> About this task
From the data below, copy exactly the lines that lie between the one holding "Target: blue sky" and the one holding "Target: green bush", including both, and nothing more.

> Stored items
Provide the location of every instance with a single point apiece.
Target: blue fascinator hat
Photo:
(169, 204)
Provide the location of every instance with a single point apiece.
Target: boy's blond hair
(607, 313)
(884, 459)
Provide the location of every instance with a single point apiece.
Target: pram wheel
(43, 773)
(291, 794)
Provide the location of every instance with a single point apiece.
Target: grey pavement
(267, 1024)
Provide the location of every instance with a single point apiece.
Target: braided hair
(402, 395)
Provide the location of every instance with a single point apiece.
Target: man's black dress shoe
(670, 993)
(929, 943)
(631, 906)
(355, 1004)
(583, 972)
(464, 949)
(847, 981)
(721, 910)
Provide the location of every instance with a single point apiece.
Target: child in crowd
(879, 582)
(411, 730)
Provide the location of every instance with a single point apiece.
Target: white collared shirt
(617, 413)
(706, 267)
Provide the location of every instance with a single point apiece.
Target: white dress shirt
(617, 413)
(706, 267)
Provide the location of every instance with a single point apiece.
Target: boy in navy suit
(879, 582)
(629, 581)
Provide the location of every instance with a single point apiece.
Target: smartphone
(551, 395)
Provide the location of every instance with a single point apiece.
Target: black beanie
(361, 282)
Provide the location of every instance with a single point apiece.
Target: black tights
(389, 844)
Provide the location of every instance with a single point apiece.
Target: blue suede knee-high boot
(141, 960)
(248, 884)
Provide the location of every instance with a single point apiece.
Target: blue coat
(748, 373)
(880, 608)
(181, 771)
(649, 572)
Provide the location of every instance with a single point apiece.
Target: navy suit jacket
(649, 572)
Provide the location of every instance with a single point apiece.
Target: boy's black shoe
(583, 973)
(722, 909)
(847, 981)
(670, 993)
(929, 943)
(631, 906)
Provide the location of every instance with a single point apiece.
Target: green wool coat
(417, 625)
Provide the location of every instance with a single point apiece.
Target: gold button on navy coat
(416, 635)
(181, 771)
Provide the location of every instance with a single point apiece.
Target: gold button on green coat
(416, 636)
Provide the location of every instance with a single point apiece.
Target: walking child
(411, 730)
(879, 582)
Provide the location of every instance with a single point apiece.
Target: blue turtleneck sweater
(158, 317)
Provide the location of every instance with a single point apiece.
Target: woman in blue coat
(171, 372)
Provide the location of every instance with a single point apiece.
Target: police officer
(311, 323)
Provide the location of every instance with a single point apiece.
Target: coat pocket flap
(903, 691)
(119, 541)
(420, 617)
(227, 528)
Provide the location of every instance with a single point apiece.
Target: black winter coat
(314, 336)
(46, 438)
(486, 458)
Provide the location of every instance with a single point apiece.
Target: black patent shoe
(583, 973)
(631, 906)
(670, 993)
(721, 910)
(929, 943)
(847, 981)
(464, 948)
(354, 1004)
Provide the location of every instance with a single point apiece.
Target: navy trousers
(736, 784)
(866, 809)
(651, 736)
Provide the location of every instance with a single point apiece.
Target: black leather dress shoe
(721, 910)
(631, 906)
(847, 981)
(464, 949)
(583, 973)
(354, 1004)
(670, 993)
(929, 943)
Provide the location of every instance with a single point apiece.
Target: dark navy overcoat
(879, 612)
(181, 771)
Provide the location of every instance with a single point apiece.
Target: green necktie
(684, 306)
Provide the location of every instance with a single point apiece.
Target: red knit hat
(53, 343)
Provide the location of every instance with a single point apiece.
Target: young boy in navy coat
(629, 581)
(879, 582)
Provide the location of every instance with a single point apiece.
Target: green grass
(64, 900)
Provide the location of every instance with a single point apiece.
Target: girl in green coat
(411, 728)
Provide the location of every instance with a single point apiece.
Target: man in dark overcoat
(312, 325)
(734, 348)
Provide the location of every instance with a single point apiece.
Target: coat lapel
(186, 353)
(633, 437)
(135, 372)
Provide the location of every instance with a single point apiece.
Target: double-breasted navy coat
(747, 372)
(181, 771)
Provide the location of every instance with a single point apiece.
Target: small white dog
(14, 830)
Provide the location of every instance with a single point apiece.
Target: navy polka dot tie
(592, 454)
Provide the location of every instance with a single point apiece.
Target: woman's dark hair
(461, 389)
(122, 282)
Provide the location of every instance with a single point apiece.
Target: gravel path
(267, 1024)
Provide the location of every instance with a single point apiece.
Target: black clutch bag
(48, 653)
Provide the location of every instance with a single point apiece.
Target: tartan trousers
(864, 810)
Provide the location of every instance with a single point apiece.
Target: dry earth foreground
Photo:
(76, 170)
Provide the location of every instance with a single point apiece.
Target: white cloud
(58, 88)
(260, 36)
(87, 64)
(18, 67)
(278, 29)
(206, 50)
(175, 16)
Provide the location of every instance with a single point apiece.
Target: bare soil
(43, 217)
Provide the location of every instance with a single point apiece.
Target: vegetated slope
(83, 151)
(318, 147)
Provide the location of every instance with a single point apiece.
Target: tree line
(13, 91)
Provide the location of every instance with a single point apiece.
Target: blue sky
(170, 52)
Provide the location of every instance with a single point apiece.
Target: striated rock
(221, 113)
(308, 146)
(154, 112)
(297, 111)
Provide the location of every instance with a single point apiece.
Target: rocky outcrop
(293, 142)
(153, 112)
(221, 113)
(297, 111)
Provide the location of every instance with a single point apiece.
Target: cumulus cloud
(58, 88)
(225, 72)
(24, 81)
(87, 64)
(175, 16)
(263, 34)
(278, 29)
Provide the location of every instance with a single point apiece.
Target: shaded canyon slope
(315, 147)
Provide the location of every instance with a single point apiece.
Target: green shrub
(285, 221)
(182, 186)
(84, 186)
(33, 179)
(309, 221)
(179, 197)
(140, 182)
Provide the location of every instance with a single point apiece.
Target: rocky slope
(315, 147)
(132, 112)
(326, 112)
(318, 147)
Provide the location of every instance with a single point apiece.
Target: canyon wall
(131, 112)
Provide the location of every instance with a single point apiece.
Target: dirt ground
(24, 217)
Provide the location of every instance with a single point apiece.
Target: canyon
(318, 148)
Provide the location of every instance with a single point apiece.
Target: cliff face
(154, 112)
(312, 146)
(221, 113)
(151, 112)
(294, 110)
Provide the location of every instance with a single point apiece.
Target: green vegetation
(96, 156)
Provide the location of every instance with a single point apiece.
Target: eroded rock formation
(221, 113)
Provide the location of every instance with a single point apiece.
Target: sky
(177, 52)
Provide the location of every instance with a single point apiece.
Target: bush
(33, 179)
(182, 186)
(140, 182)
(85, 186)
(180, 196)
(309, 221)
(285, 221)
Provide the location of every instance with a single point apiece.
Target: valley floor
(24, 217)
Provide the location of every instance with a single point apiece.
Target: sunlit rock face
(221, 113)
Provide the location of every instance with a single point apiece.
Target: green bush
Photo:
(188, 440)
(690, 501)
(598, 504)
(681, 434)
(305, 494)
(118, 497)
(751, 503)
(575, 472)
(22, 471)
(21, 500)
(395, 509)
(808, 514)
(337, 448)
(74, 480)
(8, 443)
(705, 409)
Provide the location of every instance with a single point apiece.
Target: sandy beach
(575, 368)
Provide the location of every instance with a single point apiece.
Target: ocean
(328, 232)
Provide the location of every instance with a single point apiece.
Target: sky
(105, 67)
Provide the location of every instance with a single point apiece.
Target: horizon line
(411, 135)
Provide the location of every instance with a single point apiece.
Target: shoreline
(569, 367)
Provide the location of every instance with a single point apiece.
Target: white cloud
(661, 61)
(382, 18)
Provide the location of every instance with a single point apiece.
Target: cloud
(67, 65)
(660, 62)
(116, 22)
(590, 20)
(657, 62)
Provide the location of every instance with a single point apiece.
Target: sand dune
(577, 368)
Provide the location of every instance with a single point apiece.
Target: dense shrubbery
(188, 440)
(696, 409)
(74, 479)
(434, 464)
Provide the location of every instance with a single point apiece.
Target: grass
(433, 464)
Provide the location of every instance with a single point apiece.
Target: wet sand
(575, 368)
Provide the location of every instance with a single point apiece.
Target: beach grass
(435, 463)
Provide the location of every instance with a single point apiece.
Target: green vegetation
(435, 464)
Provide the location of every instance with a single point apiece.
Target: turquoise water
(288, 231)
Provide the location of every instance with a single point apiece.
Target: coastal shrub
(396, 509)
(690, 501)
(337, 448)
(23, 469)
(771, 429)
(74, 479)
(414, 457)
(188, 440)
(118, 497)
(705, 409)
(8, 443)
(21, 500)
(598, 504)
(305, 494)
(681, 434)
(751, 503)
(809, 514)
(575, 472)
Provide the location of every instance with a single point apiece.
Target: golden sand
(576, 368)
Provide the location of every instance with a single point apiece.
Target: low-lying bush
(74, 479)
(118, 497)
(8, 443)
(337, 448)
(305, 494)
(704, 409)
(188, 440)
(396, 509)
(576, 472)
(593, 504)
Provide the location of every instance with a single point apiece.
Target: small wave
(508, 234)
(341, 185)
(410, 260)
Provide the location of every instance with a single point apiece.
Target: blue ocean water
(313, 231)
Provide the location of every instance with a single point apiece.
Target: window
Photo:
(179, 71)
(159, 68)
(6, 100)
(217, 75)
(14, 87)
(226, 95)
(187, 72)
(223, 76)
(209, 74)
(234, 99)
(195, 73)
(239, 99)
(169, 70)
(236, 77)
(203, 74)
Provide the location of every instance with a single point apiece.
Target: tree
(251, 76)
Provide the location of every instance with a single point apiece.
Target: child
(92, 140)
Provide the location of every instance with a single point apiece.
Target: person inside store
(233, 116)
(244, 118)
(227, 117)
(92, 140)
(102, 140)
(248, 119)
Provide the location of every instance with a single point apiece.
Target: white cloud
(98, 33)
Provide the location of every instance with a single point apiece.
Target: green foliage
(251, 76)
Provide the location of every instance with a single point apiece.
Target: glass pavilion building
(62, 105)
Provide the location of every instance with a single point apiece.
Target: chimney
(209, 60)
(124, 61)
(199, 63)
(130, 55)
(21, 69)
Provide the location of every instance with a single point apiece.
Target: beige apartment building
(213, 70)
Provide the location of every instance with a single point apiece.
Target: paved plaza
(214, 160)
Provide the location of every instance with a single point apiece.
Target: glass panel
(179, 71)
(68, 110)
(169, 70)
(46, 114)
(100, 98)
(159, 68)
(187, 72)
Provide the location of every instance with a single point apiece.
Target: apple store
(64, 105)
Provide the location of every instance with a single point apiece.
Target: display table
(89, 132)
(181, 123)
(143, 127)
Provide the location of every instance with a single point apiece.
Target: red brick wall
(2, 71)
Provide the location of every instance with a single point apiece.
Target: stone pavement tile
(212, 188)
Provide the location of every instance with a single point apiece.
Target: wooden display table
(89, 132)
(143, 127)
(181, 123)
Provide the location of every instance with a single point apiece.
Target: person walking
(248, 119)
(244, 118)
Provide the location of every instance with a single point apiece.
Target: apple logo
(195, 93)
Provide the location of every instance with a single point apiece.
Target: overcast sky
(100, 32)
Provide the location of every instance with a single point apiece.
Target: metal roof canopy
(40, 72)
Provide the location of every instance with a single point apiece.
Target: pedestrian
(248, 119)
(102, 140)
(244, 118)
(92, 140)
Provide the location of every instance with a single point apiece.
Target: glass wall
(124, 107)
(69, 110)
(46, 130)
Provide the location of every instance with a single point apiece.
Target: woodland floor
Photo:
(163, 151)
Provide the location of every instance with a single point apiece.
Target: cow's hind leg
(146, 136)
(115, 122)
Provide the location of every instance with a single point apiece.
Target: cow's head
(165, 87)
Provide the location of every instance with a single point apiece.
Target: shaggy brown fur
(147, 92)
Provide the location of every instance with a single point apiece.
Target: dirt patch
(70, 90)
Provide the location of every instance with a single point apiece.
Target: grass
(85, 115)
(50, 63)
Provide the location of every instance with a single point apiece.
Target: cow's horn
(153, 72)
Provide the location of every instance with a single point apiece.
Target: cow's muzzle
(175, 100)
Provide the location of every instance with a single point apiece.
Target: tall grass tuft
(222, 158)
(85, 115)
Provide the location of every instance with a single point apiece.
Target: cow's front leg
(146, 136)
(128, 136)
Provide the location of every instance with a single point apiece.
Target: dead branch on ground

> Exercise response
Target: blue sky
(170, 52)
Provide the location of every instance with a single point apiece.
Target: striated rock
(221, 113)
(308, 146)
(154, 112)
(297, 111)
Provide the location of every instance with a single point apiece.
Target: rocky outcrop
(293, 142)
(153, 112)
(221, 113)
(297, 111)
Provide the location of every instance with a single point apiece.
Target: cumulus cloud
(58, 88)
(225, 72)
(24, 81)
(87, 64)
(175, 16)
(263, 34)
(278, 29)
Provide the location of every instance with a single point apiece.
Target: shaded canyon slope
(315, 147)
Provide the location of every instance with a single point apiece.
Target: green shrub
(285, 221)
(182, 186)
(84, 186)
(33, 179)
(309, 221)
(179, 197)
(140, 182)
Provide the location of every instance with a single point apiece.
Target: rocky slope
(315, 147)
(132, 112)
(326, 112)
(318, 147)
Provide the location of every instance with a single point apiece.
Target: canyon wall
(131, 112)
Provide the location of every instance with a single point apiece.
Target: dirt ground
(24, 217)
Provide the location of every instance with a single point apiece.
Target: canyon
(318, 148)
Provide the location of every instance with a single point apiece.
Target: cliff face
(154, 112)
(312, 146)
(221, 113)
(151, 112)
(294, 110)
Provide the location of every instance with a single point apiece.
Target: green vegetation
(96, 156)
Provide the location of every instance with a single point apiece.
Target: eroded rock formation
(221, 113)
Provide the location of every instance with a single point apiece.
Target: sky
(177, 52)
Provide the location of every instance with a single point apiece.
Target: bush
(33, 179)
(182, 186)
(140, 182)
(85, 186)
(180, 196)
(309, 221)
(285, 221)
Provide the location of every instance with a single point apiece.
Target: valley floor
(24, 217)
Provide the location of every instance with a single point apiece.
Target: sunlit rock face
(221, 113)
Provide the location of every instance with a single point apiece.
Target: green bush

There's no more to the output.